[Passage Boundary: Start]

Rome, Italy / February 4-6, 2010

Aspergillus species are extremely prevalent in the environment and although many individuals will be extensively exposed to Aspergillus spores, they will at worst be colonized and infection will not develop. There are, however, certain clinical situations in which patients are more susceptible to invasive infection. Immunocompromised patients—e.g. transplant recipients on immunosuppressive regimens and oncology patients after hematopoietic stem cell transplantation or during chemotherapy—are clearly at greater risk. However, other conditions such as HIV/ AIDS, chronic obstruction pulmonary disease and use of steroids or anti-tumour necrosis factor- alpha agents also increase the risk of invasive aspergillosis (IA) (Maschmeyer et al. Drugs 2007;67(11):1567- 601). Physicians often confront diagnostic signs and symptoms that vary widely according to the underlying condition.

Diagnostic Challenges

Aspergillosis infection is confirmed by a positive culture of a sample taken from the suspected site of infection. However, cultures take time and many clinicians believe that early and aggressive treatment is important. In patients with impaired inflammatory response, often radiologic indicators such as the characteristic “halo” sign may not be present. Likewise, the poor condition of the patient may hide tell-tale signs of infection in standard laboratory tests. As a result, investigators have become increasingly interested in specific molecular methods for detecting infection early.

One approach is to monitor levels of galactomannan, a constituent of the cell wall of Aspergillus species, although care is needed in interpretation as many factors can influence the performance of the assay (Mennink- Kersten et al. Lancet Infect Dis 2004;4(6):349-57).

It has also been suggested that serial galactomannan measurements may be used to monitor the effectiveness of treatment, although there is some concern that treatment may act as a confounding factor in the assay and produce paradoxical effects. For example, the echinocandins, which work by inhibiting glucan synthesis in the cell wall, may actually produce a spike in concentration because of reduced galactomannan binding to the cell wall, even if they are inhibiting fungal growth. A number of studies have, however, shown a correlation between galactomannan levels and outcome, such as one study of 56 neutropenic and non-neutropenic patients with stem cell transplantation (Woods et al. Cancer 2007;110(4):830-4). Survival was significantly greater in patients whose levels of galactomannan normalized (Figure 1). “Serial measurements of galactomannan can be useful,” concluded Dr. Thomas Patterson, University of Texas, San Antonio, “but they should be interpreted with other clinical indicators of outcome.”

Figure 1. Survival of Hematological Patients with IA According to Galactomannan Status

Radiolabelled antifungal agents are currently under investigation as a means to detect fungal infection. Antifungal agents are good candidates for radiolabelling as they preferentially seek out fungal cells and have a low affinity for mammalian cells. Labelled fluconazole appears to be useful for detection of Candida infections, and natural antifungal peptides have been used to detect Aspergillus infection in animal models, although radiolabelling of antifungals such as voriconazole active against Aspergillus has not been undertaken.

[Passage Boundary: End]

### Exercise A
In the passage on invasive aspergillosis, what is galactomannan?
### Exercise B
Carry on the passage on invasive aspergillosis from its final sentence.

[Supplied material Boundary: Start]

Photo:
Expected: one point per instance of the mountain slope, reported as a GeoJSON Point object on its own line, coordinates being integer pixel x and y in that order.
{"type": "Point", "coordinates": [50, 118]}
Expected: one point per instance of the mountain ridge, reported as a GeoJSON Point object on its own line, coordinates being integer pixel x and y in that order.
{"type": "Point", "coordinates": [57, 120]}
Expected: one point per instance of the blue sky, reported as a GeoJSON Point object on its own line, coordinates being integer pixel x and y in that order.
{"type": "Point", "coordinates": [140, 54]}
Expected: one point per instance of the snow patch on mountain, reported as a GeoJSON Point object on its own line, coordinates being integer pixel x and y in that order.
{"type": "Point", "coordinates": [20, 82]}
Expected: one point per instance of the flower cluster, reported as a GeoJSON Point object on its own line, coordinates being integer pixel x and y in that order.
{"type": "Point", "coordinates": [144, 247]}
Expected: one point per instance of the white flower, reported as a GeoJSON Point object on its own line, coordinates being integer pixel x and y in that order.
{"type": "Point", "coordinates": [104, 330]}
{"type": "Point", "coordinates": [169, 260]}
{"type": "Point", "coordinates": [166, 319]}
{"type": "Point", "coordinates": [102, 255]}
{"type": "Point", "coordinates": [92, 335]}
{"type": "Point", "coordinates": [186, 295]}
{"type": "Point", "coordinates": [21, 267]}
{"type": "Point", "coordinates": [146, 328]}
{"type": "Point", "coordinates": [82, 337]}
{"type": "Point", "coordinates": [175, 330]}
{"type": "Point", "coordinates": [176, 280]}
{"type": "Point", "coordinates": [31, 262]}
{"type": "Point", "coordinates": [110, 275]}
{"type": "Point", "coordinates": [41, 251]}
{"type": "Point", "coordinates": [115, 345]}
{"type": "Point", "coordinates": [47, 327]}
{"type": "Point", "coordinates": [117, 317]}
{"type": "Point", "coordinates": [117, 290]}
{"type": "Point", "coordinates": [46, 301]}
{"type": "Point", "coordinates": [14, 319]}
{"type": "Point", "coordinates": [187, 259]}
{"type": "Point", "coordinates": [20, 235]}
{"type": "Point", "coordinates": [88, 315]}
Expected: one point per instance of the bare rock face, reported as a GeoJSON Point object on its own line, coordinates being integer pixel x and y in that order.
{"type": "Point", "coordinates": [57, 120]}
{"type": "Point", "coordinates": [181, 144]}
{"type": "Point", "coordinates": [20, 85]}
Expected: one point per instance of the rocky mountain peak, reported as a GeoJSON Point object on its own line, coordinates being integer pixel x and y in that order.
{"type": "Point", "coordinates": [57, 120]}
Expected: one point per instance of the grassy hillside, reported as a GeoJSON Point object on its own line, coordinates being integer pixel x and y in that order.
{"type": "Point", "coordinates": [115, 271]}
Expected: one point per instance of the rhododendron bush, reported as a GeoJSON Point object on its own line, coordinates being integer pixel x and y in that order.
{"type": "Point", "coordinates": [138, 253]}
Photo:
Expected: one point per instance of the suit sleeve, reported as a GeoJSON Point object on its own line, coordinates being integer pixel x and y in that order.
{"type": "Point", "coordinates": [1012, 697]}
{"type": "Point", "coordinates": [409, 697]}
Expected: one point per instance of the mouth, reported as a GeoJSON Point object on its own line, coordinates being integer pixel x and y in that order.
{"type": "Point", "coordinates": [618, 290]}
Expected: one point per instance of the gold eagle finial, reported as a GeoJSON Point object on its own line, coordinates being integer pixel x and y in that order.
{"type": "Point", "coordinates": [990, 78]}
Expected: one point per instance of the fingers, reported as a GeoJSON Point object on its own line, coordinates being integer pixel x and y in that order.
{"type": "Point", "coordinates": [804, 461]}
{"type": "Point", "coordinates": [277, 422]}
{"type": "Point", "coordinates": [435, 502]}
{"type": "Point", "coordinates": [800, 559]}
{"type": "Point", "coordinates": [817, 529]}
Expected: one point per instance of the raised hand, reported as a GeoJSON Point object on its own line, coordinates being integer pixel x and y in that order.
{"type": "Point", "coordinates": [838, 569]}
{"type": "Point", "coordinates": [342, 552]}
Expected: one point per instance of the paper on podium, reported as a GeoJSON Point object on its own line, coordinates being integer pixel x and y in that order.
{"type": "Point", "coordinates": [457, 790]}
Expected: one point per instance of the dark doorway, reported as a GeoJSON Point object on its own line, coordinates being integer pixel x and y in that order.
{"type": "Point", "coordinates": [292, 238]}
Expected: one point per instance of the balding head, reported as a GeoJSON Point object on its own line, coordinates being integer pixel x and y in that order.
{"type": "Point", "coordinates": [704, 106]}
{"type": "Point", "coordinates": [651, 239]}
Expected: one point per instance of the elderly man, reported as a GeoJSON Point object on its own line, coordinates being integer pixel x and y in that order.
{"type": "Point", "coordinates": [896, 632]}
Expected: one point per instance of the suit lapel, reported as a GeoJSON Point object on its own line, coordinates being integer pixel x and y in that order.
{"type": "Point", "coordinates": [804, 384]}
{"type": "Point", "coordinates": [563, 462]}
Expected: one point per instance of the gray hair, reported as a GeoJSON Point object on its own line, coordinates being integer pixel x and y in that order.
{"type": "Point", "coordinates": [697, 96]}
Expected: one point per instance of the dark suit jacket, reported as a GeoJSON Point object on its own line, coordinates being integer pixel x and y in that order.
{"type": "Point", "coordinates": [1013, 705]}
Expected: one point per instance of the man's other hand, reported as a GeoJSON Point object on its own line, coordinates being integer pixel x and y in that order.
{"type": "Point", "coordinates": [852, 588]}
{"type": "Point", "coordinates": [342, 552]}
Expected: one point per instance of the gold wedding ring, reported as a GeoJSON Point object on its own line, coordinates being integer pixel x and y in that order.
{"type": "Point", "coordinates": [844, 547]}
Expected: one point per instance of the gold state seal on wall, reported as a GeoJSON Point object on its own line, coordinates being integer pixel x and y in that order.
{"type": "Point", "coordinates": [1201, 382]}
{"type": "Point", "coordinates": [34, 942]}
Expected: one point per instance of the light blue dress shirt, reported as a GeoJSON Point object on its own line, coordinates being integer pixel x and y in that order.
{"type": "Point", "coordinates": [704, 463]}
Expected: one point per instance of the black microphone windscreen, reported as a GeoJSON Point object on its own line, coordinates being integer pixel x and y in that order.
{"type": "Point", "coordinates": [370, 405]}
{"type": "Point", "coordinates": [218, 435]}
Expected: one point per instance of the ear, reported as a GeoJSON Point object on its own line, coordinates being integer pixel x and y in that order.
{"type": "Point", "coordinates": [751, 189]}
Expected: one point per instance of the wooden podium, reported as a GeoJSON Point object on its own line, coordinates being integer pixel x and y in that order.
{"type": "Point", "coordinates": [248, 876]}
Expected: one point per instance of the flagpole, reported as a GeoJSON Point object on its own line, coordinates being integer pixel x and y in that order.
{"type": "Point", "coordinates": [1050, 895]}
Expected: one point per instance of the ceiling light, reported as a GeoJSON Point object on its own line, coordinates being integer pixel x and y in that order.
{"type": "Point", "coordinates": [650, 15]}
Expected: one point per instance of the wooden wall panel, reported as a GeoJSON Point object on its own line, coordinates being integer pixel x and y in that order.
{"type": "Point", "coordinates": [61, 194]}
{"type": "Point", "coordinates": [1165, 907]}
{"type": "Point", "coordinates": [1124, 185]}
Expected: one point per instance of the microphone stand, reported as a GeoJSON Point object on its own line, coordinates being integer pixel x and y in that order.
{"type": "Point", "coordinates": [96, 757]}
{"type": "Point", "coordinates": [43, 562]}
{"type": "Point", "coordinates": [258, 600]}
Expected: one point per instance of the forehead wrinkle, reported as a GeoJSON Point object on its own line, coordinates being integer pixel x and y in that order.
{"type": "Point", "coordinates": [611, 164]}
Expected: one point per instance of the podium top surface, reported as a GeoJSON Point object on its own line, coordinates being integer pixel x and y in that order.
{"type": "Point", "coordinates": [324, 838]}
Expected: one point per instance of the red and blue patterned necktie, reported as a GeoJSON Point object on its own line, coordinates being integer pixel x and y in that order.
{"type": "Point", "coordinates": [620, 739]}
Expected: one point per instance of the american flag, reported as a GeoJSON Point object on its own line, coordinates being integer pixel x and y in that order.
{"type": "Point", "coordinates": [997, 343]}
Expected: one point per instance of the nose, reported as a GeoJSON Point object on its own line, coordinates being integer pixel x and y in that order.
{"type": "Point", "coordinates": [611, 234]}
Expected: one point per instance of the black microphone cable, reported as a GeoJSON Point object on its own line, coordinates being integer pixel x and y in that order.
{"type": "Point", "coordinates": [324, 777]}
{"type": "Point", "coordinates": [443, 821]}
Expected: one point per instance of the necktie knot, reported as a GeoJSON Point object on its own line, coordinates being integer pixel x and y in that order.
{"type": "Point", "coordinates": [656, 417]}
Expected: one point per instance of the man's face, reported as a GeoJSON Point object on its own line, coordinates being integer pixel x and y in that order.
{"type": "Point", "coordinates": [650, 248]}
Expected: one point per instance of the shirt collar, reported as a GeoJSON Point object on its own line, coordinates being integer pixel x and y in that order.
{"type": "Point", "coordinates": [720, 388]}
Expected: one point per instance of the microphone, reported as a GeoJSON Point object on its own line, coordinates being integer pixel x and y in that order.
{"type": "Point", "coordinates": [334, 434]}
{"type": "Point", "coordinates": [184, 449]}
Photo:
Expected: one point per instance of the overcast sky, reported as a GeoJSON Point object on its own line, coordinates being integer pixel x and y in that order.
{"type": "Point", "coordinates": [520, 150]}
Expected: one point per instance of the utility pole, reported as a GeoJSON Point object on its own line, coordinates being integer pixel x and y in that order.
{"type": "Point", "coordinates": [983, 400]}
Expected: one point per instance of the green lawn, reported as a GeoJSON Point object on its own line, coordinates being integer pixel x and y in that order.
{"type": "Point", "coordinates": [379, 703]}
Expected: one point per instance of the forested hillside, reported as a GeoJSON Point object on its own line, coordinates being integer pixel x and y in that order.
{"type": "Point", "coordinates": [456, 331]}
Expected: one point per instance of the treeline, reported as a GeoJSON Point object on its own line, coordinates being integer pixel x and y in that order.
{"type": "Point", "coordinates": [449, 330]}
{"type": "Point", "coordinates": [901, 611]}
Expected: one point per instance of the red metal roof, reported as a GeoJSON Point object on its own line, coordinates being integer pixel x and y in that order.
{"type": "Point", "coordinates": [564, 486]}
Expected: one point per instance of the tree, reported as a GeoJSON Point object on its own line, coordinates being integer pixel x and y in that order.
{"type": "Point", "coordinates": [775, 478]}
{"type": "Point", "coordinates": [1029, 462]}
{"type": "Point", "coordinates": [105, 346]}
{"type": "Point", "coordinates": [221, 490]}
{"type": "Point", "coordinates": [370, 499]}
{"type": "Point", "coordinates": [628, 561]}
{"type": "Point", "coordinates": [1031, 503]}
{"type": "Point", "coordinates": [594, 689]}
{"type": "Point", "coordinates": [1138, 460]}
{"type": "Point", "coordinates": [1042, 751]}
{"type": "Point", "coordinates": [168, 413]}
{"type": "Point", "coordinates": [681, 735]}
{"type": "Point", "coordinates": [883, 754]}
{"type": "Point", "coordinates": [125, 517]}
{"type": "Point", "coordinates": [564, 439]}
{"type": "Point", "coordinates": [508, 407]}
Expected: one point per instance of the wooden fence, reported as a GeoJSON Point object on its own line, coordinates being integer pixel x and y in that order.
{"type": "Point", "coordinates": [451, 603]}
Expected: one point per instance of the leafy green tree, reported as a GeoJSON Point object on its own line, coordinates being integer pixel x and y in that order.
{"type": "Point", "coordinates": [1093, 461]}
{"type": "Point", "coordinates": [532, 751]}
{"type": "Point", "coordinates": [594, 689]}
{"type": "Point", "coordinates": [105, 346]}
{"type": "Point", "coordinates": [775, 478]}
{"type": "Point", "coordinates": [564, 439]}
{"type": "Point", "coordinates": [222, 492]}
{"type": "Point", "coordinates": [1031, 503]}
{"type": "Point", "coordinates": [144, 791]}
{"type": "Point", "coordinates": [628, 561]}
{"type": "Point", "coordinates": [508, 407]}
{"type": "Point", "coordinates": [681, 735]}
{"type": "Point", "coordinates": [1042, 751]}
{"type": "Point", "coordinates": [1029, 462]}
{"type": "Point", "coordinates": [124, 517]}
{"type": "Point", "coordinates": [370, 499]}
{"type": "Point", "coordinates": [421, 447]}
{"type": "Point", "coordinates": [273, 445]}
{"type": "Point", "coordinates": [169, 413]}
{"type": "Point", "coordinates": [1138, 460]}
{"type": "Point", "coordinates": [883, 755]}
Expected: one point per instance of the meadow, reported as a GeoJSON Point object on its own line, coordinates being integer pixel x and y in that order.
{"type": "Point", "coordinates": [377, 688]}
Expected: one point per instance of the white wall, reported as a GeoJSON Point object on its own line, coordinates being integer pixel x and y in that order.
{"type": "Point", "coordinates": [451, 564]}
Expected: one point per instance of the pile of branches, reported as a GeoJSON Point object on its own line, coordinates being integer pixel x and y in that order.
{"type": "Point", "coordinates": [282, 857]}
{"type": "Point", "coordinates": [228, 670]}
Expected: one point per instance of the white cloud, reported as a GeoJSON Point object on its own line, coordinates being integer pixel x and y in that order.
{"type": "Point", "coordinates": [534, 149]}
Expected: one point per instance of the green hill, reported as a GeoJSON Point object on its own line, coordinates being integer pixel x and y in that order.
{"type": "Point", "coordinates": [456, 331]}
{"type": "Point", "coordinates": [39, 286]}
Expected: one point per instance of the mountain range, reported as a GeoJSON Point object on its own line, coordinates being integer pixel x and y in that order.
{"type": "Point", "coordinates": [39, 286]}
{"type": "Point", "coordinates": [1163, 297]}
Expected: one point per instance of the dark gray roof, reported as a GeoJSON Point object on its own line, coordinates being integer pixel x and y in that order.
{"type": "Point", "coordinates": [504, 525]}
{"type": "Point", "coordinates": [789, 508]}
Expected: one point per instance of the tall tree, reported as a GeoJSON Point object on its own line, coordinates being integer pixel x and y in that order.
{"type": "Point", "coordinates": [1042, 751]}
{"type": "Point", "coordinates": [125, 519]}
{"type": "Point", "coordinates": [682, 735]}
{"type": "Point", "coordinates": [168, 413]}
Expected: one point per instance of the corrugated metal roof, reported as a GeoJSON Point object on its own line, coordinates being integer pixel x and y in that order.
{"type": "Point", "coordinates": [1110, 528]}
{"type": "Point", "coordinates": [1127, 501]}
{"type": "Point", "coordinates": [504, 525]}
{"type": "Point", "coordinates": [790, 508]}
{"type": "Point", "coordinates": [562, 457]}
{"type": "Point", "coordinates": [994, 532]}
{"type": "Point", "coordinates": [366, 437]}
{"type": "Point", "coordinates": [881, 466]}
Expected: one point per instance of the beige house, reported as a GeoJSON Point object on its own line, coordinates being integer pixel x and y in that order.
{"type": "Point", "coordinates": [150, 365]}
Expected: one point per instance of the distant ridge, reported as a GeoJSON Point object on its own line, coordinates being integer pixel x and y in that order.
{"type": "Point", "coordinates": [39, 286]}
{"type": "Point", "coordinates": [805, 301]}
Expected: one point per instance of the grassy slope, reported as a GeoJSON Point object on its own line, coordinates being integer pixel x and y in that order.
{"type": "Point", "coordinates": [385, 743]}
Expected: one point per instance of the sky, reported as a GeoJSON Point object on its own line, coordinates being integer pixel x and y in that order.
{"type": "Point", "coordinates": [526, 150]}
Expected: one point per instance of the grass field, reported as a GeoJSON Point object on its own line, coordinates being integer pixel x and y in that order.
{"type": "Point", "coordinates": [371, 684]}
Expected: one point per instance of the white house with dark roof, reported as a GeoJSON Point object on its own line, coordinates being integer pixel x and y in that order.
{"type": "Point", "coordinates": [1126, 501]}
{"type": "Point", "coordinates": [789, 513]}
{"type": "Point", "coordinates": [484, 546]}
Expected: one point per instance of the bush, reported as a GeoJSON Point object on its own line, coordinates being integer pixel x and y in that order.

[Supplied material Boundary: End]

### Written reply A
A constituent of the cell wall of Aspergillus species.

### Written reply B
Finally, a novel approach is to look for volatile markers of Aspergillus in exhaled air. After collection, samples are submitted to mass spectrometry to look for the distinctive signature of 2-pentylfuran, chosen because it is fairly specific to Aspergillus. Contamination from 2-pentylfuran present in the environment is an issue that needs to be addressed. However, “The presence of 2-pentylfuran does not indicate whether invasive infection is present or whether the patient is merely colonized,” explained Dr. Stephen Chambers, Christchurch School of Medicine and Health Sciences, New Zealand. Clearly, the technique would be complementary, intended as support to other clinical or radiological tests.

Issues with Epidemiological IA Studies

In recent years, several studies have attempted to clarify questions about the epidemiology of IA. These can be broadly classed as single-centre or multicentre studies, or health surveillance registries, each with their advantages and disadvantages. Single-centre studies can, for example, allow for follow-up of individual patients to monitor outcomes. “Unfortunately the number of patients included in such studies will necessarily be small and although diagnostic criteria will be uniform, providing homogeneous data, it is debatable whether results can be generalized to other hospitals with different therapeutic practices,” remarked Dr. Dionissios Neofytos, Thomas Jefferson University, Philadelphia, Pennsylvania.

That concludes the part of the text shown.